— begin Provided passage —
Nitrogen (N) fertilizer application is an essential way to keep the high yielding crop production, but nitrate-N residue in agricultural soils has attracted wide attentions due to its various environmental effects. Understanding the yield formation and its relation to the N uptake and requirement are urgently needed to reduce the nitrate-N residue for plastic mulched wheat production in drylands. A three-year location-fixed field experiment with five N rates was carried out to test the grain yield formation and N use characteristics of wheat and soil nitrate-N response to no mulch (NM) and plastic film mulch (PM) cultivations. Obtained results showed that the PM promoted the wheat growth and had higher maximum grain yield and biomass at the similar N rate, compared to the NM. Although wheat took up much more N from the soils under the PM, its N requirement for 1000 kg grain formation (N_R) showed no significant difference from that of the NM, and for management of N fertilization, the same N_R can be used for both cultivations in dryland. Nitrate-N content in 0–20 cm top soil (S_NC) was found lower under NM than that under PM, but nitrate-N residue in 0–100 cm soil (S_NR) showed no significant difference between these two cultivations. The S_NR was significantly and linearly correlated with the S_NC under both cultivations, and thus the S_NC is able to be used to predict the S_NR. Therefore, the present work provides a feasible way or an idea to use the top soil nitrate content, wheat grain yield and its N requirement to optimize the N application rates and N fertilizer recommendation for wheat production and soil nitrate-N residue control in dryland.

Introduction

Rainfed agriculture covers about 80% of the cultivated land and produces 60% of the food for the world population (UNESCO, 2009). Wheat is one of the stable food crops and feeds about 30% of the world population (FAO, 2016), and about 75% of the wheat is produced from the dryland area (Li, 2004; Barakat et al., 2013; Khan et al., 2017). Due to the sparsely and unevenly distributed precipitation, wheat yield is usually low and fluctuant in drylands (Hemmat and Eskandari, 2004; Gao et al., 2009; Cazzato et al., 2013).
— end Provided passage —
• Exercise requirements:
(1) Can you rewrite the paragraph of the wheat fertilizer text that begins "Rainfed agriculture covers" as a short bulleted list that keeps its main facts?
(2) Which abbreviations does the wheat fertilizer text define in parentheses, and what does each stand for?
(3) Could you carry on the introduction of the wheat fertilizer text for a few more sentences, picking up after its last sentence?
Nothing in the lines is needed for the tasks.
— begin Data excerpt —
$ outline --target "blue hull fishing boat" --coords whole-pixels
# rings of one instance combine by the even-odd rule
— end Data excerpt —
• Answers to the problems:
(1)
- Rainfed agriculture covers about 80% of cultivated land and produces 60% of the world's food (UNESCO, 2009).
- Wheat is a staple food crop that feeds about 30% of the world population (FAO, 2016).
- About 75% of wheat is produced in dryland areas.
- Sparse, unevenly distributed precipitation makes dryland wheat yields usually low and fluctuating.

(2)
- N: nitrogen
- NM: no mulch
- PM: plastic film mulch
- N_R: N requirement for 1000 kg grain formation
- S_NC: nitrate-N content in 0–20 cm top soil
- S_NR: nitrate-N residue in 0–100 cm soil

(3)
Plastic film mulch, as an efficient rainfall harvest technology (Yan and Dong, 2002), is widely applied worldwide for the purpose to increase crop yields (Ali et al., 2016). In Zaragoza of Spain, tomato yield was significantly increased by 171–379% in greenhouse covered with plastic film (Anzalone et al., 2017). Rainfed maize yield was 3805 kg ha⁻¹ under soil surface mulched with plastic film, which was 31% higher than that in no mulch plots in semi-arid region of northern Mexico (Fisher, 1995). In India, winter wheat grain yield was 3059–4233 kg ha⁻¹ and 12%–15% higher with plastic film mulch than that with no mulch (Chakraborty et al., 2010). In northwest China, plastic film mulch significantly increased the winter wheat grain yield by 1212 kg ha⁻¹ and 34% (Chen et al., 2015a). Significant increase in crop production was proved mainly from the increased water harvest from precipitation, decreased soil water loss by evaporation, improved soil water and temperature condition, microbial activity and soil nutrient supply capacity, and then the transpiration and yield formation (Wang et al., 2014; Mo et al., 2016).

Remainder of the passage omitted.